SHORT PROBLEM 1:
Reproduce the records verbatim, from their first line through the line that contains "M 414 192 L", with both of those lines included.

In some embodiments, the bracket has a support ring 222, the extending wires are extended from the support ring 222, like the drawings of Fig. 4 and Fig. 5.
In some embodiments, there is a structure enhancing piece inside the support ring 222 to enhance structural strengthens of the support ring 222.
In Fig. 8, there are a first set of LED chips 8201 and a second set of LED chips 8202, the first set of LED chips 8201 emitting light outwardly with respect to the light bulb and the second set of LED chips 8202 emitting light toward dark sections of an adjacent LED filament. Usually, each LED filament is mounted with multiple LED chips which has main emitting angle of 120 degrees. When the LED filaments are disposed vertically, there are some dark areas not being fully illuminated. In the embodiment, the multiple LED filaments are arranged with tilt angles for emitting a portion of light to dark area of an adjacent LED filament. In this example, the second set of LED chip 8202 are specifically disposed for covering the dark area of adjacent LED filament while the first set of LED chips 8201 emit light normally outwardly passing out the light bulb.
In Fig. 6, the light bulb may also include a driver 8822 for controlling a luminance level ratio between the first set of LED chips 8201 and the second set of LED chips 8202 as illustrated in Fig. 8 to keep an even overall light pattern of the light bulb.
In Fig. 6, there are multiple lens 8824, 8825 arranged on the bulb shell 8809.
In some embodiments, the multiple lens may have a prism effect for diving a white light to multiple color beams.
In some embodiments, the bracket is made of metal material.
In some embodiments, the column part includes two vertical levers.

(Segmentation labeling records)
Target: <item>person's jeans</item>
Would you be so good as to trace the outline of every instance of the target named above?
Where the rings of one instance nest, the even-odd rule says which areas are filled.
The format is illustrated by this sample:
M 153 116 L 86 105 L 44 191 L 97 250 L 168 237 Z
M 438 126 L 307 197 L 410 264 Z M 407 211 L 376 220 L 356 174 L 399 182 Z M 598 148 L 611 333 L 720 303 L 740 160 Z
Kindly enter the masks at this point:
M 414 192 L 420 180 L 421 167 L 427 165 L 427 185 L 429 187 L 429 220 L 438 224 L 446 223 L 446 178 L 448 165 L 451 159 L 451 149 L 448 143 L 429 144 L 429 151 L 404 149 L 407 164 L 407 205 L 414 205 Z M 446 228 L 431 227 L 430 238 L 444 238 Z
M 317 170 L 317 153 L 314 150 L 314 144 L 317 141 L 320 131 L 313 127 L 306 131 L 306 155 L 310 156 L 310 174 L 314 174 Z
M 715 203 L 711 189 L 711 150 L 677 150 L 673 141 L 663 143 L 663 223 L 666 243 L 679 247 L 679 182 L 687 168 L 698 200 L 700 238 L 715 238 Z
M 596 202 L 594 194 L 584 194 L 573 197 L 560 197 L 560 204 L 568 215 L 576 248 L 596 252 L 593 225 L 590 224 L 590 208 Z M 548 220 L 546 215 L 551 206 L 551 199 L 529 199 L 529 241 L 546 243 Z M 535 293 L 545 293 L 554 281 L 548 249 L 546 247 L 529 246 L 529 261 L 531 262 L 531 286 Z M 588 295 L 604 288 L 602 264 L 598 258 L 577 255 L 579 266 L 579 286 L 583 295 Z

SHORT PROBLEM 2:
List every figure number that the passage on the LED light bulb refers to.

SOLUTION 1:
Target: <item>person's jeans</item>
Would you be so good as to trace the outline of every instance of the target named above?
Where the rings of one instance nest, the even-odd rule says which areas are filled.
The format is illustrated by this sample:
M 153 116 L 86 105 L 44 191 L 97 250 L 168 237 Z
M 438 126 L 307 197 L 410 264 Z M 407 211 L 376 220 L 356 174 L 399 182 Z M 598 148 L 611 333 L 720 303 L 740 160 Z
Kindly enter the masks at this point:
M 414 192 L 420 180 L 421 167 L 427 165 L 427 185 L 429 187 L 429 220 L 438 224 L 446 223 L 446 178 L 448 165 L 451 159 L 451 149 L 448 143 L 429 144 L 429 151 L 404 149 L 407 164 L 407 205 L 414 205 Z M 446 228 L 431 227 L 430 238 L 444 238 Z

SOLUTION 2:
Fig. 4, Fig. 5, Fig. 6, Fig. 8